ЗАДАНИЕ 1:
Ответьте на вопросы по тексту о цивилизации долины Инда, каждый ответ с новой строки под той же буквой:
(а) Каким периодом датированы обнесенные стенами города Хараппа и Мохенджо-Даро?
(б) Где находились торговые партнеры жителей долины Инда?
(в) Куда сместился центр жизни, когда поселения в долине Инда были заброшены?

+++ ЦИТИРУЕМЫЙ ТЕКСТ +++

В 1920–1930-е годы всех чрезвычайно вдохновляла идея, что археология может пролить свет на эти вопросы. В тот период археологические экспедиции открыли остатки древних цивилизаций, обнесенные стенами города Хараппа, Мохенджо-Даро и другие в Пенджабе и Синде, датированные периодом от 4500 до 3800 лет назад. Эти города и поселения рассыпались по долине Инда на территории современного Пакистана и отчасти Индии, под защитой их стен проживали десятки тысяч человек3. Может быть, это и есть те самые крепости-пуры из “Ригведы”?
Города в долине Инда по периметру окружали стены, а внутри по сетке располагались постройки, в том числе внушительные хранилища для зерна, выращенного поблизости на пахотных землях речной поймы. Здесь жили искусные мастера, работавшие по золоту, меди, умелые гончары и резчики по дереву и раковинам. Люди активно занимались торговлей и коммерцией, как это видно по найденным каменным гирькам и измерительным лекалам, а их торговые партнеры находились в Афганистане, Месопотамии и даже в Африке4. Они использовали резные печати с изображениями животных и людей. На этих печатях имеются различные символы, значение которых пока не расшифровано5.
Со времени первых раскопок многое в цивилизации долины Инда, в том числе письменность, так и осталось неразгаданным. И самая большая тайна – закат этой цивилизации. Около 3800 лет назад поселения в долине Инда были заброшены, а центр жизни сместился в долину Ганга6. Именно тогда и была составлена на древнем (ведийском) санскрите “Ригведа”. Ведийский санскрит является предковым для большинства языков сегодняшней Северной Индии, которые за тысячу лет до написания “Ригведы” сформировались на базе иранских языков. А те, в свою очередь, связаны косвенным родством с европейскими языками, так что все они вместе составляют индоевропейскую языковую семью. Религия “Ригведы” с ее пантеоном божеств, управляющих природой и обществом, обнаруживает несомненное сходство с мифологией других частей индоевропейской Евразии, включая Иран, Грецию, Скандинавию, что лишний раз подтверждает активные культурные связи на обширных евразийских территориях в ту эпоху7.

+++ ПРЕДОСТАВЛЕННЫЕ ЗАПИСИ +++

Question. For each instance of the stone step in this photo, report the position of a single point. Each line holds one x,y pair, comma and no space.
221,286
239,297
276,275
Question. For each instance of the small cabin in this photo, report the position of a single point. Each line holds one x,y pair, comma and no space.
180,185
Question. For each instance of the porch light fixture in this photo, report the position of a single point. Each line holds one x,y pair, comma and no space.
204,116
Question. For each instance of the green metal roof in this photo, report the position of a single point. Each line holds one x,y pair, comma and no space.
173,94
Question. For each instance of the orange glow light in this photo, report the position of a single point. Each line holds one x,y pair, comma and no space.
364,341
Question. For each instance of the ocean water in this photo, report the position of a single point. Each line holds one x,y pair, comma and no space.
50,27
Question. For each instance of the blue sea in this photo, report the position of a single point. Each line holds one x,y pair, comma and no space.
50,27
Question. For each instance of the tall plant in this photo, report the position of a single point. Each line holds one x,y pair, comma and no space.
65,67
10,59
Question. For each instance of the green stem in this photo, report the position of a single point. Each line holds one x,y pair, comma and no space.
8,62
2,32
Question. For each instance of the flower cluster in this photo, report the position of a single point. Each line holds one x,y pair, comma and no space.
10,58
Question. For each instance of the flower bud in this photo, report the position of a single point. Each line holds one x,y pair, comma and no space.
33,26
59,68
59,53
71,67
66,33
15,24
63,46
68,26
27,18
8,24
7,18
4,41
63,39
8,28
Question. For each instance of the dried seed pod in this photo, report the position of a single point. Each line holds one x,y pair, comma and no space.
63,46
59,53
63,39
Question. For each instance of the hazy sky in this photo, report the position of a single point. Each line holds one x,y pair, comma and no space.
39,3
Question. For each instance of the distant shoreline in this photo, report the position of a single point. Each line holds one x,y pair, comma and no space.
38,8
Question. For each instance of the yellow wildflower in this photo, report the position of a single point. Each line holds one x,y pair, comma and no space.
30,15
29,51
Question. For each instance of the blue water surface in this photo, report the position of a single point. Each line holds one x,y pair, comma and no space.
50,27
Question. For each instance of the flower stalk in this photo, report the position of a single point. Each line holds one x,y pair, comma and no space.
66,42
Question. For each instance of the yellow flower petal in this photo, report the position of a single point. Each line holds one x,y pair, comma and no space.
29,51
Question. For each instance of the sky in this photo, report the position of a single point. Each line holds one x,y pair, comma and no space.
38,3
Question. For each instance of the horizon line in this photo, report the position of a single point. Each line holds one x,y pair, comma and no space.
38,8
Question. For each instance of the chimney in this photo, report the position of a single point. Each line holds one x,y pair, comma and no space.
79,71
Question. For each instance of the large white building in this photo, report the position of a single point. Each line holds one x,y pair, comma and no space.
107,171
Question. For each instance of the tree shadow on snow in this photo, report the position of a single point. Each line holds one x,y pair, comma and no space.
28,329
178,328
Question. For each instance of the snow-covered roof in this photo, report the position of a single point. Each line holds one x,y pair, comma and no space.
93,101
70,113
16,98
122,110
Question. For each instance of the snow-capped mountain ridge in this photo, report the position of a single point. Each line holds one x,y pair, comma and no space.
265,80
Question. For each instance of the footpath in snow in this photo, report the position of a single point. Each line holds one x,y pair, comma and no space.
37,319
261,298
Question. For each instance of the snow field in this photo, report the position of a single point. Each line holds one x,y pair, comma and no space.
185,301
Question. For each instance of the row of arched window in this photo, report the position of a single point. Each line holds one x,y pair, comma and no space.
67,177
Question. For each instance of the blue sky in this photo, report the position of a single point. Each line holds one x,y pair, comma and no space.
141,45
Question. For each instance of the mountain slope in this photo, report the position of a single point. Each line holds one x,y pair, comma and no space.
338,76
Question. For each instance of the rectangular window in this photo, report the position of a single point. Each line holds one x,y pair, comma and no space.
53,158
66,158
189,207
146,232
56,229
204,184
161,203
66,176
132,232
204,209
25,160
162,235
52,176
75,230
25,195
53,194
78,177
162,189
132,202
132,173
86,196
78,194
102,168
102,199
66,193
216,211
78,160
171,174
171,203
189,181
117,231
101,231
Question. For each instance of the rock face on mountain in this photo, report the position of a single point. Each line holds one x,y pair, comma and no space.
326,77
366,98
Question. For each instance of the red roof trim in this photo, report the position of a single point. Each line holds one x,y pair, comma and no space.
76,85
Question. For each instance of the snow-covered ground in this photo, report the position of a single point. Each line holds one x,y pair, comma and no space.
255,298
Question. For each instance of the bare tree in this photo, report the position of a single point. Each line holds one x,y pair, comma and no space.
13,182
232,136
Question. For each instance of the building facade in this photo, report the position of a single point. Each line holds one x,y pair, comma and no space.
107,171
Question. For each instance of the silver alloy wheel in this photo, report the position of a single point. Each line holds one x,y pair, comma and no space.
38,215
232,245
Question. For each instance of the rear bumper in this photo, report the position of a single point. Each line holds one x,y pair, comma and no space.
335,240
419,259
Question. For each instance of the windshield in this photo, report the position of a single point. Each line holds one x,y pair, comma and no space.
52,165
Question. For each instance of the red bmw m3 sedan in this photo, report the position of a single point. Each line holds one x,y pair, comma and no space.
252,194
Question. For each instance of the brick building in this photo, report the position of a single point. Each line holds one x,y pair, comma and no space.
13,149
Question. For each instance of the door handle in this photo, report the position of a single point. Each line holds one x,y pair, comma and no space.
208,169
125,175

+++

ЗАДАНИЕ 2:
Соберите, пожалуйста, из записей все строки, где встречается слово «green». Регистр букв учитывается.

ПОЛНЫЙ ОТВЕТ 1:
(а) Периодом от 4500 до 3800 лет назад.
(б) В Афганистане, Месопотамии и даже в Африке.
(в) В долину Ганга.

ПОЛНЫЙ ОТВЕТ 2:
Question. For each instance of the green metal roof in this photo, report the position of a single point. Each line holds one x,y pair, comma and no space.
Question. For each instance of the green stem in this photo, report the position of a single point. Each line holds one x,y pair, comma and no space.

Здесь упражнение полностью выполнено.